* [Text to read]
···

New industry engagement arrangements - Industry Clusters
Frequently Asked Questions
Industry Clusters are being established to lead and drive the performance of the national Vocational Education and Training (VET) system to meet the evolving skills and training needs of industry and employers.
The new arrangements will address past and current challenges with industry engagement in the national training system, to strengthen outcomes for both learners and employers and support Australia's economic recovery.
The new arrangements are designed to improve the speed to market of qualifications and ensure training product development is aligned to skills in demand and meets industry need, thereby increasing workforce productivity and delivering more learners into jobs.
The Industry Clusters will replace the current industry engagement system, including the 67 Industry Reference Committees (IRCs), and 6 Skills Service Organisations (SSOs), and are expected to be fully implemented by 1 January 2023.
Successive reviews and consultations with a wide range of stakeholders over several years has informed the new arrangements. A Transition Advisory Group with membership of major industry stakeholders and representatives from small business, unions and states and territories provided advice on the transition and implementation arrangements for Industry Clusters.
Improving industry engagement
Why move to an Industry Cluster arrangement?

···

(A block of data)
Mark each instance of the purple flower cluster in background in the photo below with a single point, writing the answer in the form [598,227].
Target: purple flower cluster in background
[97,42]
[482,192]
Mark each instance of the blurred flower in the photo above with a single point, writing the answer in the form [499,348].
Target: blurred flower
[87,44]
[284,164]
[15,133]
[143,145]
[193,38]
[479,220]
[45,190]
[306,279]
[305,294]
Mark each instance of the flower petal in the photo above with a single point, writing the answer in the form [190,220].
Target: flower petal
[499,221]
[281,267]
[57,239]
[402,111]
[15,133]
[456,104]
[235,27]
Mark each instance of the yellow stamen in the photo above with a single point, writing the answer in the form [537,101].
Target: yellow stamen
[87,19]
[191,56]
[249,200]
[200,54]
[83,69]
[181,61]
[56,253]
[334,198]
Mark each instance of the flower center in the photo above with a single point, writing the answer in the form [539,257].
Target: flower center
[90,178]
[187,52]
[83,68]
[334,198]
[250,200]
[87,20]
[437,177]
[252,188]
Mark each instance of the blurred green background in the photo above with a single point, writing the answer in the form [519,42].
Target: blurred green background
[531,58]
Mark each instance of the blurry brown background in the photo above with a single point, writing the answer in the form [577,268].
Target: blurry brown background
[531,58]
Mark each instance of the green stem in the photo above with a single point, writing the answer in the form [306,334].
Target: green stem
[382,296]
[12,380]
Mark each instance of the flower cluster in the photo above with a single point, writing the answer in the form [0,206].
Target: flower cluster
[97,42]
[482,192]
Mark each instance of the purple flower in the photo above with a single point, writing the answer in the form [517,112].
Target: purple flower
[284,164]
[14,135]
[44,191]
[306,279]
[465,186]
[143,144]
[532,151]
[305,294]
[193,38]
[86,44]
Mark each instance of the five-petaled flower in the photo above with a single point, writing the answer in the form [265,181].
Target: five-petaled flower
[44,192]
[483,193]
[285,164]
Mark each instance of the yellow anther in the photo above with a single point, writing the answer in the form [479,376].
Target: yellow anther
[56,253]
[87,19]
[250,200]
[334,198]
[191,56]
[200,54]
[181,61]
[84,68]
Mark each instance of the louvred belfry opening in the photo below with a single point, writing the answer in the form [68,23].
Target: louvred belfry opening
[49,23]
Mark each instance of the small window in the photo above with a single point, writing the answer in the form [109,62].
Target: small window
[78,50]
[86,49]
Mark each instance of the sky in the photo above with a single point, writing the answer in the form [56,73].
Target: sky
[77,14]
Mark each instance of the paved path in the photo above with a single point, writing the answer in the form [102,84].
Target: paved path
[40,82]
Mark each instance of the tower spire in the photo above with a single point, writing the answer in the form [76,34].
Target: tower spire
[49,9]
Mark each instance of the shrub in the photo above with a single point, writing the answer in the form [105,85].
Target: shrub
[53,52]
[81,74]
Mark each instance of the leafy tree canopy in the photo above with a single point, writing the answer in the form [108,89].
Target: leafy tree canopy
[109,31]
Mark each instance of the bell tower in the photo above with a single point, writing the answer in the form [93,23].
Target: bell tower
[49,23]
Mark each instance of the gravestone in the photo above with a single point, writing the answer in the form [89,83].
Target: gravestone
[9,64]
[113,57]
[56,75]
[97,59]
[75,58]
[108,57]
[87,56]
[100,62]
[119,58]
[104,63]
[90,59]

···

* [Written exercise 1]
In the Industry Clusters text, by what date are the Industry Clusters expected to be fully implemented?
* [Written exercise 2]
Extend the Industry Clusters text, picking up right after its final line.

* [Result 1]
By 1 January 2023.

* [Result 2]
The new Industry Cluster model is designed to address past and current challenges with industry engagement in VET, identified from extensive stakeholder consultations and multiple reviews over many years. Stakeholders have consistently supported the need for a stronger, more strategic role for industry, and a smaller number of industry-led organisations.
The new industry engagement arrangements elevate industry leadership in VET so industry can more effectively address current workforce challenges and prepare for new and emerging skills needs.
A smaller number of related sectors grouped together in an Industry Cluster enables greater cross-sector collaboration and ensures future training product design meets a broader range of current and emerging skills needs. It will also increase the ability of generic or similar skill sets to be shared across different sectors while reducing the duplication of training products.
The Australian Government is increasing investment to better resource the system and will provide an additional $149.2 million to establish and support the Industry Cluster model.
How will the new industry engagement arrangements improve outcomes for learners?
An industry-led system will be responsive to learner needs and ensure graduates have the right skills for the jobs in demand. Industry Clusters will be responsible for ensuring training products are aligned with the skills needed by industry and training meets industry requirements. It will ensure learners have the skills and training that employers are looking for and deliver more learners into jobs.
Industry Clusters will work together with RTOs to support continuous improvement and employer engagement in the national VET system. They will work with RTOs to develop resources for training providers to improve training and assessment practices for learners, and work with employers to offer more work placements to drive better outcomes for learners.
How will the new industry engagement arrangements support the delivery of training and assessment?
A key responsibility of Industry Clusters will be to drive improvements in the development and delivery of training and assessment. To achieve this, Industry Clusters will collaborate with RTOs and across the training sector to connect national training products with delivery of training 'on the ground' and longer-term workforce development.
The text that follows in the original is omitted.